— START Information provided —

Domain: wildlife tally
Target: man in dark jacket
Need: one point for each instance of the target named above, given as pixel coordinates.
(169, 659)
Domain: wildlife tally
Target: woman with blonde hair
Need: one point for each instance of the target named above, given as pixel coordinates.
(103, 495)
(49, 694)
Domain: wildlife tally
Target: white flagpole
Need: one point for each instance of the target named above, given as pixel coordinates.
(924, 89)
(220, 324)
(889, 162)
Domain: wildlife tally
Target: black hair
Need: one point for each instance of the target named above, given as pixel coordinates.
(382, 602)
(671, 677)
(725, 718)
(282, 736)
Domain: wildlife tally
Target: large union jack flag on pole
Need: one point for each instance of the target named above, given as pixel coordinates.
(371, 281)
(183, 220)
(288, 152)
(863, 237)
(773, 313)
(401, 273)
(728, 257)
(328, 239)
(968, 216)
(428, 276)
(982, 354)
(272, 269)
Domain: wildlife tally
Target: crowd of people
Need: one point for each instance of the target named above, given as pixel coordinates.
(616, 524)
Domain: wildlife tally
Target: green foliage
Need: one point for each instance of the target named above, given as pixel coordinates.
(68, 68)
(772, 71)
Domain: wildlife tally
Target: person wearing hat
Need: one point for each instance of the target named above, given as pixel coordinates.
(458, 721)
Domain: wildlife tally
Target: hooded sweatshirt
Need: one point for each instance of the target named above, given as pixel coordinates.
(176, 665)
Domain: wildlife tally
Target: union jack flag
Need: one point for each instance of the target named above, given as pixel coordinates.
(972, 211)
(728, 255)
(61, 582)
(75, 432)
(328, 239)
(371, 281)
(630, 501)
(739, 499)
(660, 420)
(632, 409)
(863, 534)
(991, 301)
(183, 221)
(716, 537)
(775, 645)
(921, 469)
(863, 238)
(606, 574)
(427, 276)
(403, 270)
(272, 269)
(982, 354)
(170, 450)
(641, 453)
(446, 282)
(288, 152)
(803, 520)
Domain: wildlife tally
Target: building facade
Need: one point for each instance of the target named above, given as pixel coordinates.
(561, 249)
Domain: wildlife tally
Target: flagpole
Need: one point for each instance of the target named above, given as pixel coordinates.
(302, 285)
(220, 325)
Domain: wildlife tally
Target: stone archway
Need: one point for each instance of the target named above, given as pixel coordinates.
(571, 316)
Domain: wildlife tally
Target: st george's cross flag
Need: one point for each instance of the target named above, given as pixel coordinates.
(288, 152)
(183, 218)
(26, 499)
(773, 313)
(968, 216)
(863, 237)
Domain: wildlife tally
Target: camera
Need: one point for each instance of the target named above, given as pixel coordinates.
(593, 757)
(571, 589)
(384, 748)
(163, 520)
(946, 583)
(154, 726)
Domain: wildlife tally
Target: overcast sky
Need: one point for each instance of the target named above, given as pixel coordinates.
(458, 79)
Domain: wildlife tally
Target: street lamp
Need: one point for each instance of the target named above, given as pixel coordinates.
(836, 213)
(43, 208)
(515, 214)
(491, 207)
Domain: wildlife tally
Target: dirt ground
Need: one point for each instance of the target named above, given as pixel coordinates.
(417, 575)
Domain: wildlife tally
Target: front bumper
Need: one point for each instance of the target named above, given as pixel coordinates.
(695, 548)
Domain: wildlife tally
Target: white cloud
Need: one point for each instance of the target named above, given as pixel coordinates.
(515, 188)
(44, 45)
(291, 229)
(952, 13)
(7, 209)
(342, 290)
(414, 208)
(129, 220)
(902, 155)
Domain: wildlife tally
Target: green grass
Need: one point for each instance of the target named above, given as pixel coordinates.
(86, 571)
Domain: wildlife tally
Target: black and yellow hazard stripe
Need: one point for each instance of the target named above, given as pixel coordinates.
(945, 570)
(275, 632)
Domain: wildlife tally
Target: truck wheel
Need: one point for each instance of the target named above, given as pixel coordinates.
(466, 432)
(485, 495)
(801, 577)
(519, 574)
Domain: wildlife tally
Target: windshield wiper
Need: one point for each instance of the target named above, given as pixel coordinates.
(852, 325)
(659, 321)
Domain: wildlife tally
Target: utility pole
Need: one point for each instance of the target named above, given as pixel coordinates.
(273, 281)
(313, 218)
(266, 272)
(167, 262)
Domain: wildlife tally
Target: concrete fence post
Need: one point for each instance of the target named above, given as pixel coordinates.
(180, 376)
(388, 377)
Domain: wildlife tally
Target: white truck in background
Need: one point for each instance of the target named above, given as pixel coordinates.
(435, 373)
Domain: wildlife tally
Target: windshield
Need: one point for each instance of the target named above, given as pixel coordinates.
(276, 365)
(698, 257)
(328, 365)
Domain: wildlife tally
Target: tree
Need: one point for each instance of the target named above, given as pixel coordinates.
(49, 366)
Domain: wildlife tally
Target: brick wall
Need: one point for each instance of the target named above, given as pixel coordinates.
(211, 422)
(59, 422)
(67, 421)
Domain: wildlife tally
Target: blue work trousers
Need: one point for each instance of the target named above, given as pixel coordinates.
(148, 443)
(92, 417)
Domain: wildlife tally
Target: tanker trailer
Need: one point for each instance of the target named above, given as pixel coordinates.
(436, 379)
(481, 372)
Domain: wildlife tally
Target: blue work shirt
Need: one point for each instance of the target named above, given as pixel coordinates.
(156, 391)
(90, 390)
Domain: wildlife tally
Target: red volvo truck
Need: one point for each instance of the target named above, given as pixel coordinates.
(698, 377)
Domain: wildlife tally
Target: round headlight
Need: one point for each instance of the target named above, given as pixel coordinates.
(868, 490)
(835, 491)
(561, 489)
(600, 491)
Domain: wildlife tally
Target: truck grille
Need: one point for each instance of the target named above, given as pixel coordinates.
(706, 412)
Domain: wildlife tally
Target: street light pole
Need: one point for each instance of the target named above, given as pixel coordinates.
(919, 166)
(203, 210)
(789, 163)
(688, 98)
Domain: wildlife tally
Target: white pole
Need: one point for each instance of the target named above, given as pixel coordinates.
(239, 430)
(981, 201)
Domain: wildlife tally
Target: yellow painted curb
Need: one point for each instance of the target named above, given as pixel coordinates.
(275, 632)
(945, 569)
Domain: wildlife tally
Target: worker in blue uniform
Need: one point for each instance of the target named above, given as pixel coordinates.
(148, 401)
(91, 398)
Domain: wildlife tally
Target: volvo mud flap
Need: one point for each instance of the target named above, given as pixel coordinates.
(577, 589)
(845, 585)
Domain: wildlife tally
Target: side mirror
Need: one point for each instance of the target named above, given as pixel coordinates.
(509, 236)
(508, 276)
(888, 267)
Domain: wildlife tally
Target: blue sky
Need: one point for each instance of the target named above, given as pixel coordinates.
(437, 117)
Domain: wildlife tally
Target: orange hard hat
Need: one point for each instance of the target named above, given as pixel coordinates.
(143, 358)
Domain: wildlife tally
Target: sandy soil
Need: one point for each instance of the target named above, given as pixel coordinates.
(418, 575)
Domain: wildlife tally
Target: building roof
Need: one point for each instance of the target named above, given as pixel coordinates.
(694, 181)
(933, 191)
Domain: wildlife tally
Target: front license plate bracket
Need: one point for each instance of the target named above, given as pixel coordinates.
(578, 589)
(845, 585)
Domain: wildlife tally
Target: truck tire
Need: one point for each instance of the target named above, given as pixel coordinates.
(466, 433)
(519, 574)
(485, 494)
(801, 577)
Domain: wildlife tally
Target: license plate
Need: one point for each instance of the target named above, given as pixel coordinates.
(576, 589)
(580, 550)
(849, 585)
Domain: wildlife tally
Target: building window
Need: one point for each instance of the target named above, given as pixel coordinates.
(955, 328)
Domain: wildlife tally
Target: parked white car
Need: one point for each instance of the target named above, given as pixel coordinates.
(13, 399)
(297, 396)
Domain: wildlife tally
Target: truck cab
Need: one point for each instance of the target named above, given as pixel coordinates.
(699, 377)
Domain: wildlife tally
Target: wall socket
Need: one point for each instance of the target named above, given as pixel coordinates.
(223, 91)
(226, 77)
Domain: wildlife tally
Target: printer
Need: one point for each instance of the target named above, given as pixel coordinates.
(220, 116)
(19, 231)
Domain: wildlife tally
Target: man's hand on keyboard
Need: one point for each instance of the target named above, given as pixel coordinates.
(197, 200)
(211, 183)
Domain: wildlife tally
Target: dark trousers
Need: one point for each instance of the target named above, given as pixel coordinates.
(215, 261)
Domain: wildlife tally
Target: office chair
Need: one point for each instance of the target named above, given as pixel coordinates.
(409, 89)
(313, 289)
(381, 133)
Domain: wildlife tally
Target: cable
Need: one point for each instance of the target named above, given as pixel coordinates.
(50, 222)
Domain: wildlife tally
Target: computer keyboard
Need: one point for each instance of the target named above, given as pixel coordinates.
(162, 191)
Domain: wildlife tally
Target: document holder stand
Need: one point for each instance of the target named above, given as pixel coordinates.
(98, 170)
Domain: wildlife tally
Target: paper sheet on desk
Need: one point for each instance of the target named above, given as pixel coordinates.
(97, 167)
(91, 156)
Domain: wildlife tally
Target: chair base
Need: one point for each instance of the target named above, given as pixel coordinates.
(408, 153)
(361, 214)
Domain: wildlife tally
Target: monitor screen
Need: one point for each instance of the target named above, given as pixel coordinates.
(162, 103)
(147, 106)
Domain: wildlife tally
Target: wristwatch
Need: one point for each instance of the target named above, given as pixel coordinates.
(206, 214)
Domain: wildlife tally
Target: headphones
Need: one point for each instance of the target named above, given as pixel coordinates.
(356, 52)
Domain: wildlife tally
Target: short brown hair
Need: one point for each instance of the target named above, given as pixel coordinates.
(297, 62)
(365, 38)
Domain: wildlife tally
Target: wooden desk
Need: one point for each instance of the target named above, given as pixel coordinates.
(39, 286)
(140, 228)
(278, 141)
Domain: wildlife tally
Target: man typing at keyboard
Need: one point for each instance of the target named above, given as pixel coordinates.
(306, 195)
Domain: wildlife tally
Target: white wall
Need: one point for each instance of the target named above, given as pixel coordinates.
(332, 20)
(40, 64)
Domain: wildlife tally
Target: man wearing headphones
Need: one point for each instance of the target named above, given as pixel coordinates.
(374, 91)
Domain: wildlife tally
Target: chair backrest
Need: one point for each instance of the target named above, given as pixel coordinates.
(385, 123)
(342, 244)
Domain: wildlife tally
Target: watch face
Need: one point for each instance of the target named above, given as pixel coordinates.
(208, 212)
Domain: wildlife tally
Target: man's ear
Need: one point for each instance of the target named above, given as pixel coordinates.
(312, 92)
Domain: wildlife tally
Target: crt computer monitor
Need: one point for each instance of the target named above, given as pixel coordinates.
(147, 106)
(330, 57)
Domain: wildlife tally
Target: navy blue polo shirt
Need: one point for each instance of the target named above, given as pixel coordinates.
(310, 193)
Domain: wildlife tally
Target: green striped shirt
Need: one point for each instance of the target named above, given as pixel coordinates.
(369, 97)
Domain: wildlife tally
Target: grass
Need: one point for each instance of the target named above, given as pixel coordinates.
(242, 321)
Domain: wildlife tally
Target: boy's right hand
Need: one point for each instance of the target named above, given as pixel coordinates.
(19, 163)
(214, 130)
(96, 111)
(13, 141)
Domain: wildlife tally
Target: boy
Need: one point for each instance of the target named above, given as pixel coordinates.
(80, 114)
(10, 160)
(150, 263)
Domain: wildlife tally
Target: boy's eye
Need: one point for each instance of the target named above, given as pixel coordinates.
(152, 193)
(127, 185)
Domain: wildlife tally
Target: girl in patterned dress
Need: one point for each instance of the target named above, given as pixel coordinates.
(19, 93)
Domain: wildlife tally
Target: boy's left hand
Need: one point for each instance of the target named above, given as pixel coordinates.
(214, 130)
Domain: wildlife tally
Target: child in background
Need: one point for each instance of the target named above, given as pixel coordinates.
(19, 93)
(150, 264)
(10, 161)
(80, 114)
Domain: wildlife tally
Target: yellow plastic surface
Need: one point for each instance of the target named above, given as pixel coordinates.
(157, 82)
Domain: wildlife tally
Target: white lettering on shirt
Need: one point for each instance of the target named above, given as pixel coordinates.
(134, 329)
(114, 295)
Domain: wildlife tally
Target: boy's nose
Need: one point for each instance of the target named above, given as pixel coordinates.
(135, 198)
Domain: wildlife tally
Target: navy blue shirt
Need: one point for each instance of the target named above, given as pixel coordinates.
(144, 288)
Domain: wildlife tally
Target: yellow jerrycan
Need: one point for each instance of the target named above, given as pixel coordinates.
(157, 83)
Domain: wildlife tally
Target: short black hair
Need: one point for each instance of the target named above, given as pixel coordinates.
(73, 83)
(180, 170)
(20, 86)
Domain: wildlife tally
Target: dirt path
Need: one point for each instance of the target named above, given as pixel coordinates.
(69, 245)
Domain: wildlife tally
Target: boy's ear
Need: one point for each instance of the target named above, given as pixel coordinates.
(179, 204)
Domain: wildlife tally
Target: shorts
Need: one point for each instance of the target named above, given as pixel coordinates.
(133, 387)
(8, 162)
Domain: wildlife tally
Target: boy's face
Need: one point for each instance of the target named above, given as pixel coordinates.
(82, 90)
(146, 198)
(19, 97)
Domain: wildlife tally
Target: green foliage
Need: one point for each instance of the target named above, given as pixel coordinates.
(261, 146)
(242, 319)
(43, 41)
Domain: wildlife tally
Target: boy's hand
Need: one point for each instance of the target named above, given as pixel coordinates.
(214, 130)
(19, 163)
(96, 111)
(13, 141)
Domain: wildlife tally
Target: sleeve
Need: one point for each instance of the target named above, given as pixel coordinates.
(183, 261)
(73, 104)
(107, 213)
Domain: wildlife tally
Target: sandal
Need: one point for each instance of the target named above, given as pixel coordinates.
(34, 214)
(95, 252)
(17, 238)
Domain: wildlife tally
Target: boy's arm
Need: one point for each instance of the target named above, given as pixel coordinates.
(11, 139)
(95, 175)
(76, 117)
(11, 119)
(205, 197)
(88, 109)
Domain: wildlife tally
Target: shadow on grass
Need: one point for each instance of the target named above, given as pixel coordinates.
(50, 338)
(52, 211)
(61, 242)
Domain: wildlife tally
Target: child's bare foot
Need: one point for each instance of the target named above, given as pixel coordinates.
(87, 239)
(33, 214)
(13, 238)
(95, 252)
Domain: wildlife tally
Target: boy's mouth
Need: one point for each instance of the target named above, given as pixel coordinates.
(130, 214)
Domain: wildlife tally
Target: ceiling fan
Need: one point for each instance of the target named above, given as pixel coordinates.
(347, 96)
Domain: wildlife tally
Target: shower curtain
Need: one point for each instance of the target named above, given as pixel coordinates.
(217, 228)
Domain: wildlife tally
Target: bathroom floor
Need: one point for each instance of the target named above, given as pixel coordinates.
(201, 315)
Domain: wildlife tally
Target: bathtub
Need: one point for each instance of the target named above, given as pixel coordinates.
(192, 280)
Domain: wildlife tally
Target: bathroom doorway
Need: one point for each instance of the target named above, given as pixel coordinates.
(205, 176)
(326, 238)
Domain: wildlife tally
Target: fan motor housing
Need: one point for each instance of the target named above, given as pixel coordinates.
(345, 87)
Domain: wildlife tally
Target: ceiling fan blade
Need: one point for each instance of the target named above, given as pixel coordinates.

— END Information provided —

What to do: How many lines in the data above contain the word "yellow"? Reply with the number alone.

Task answer: 4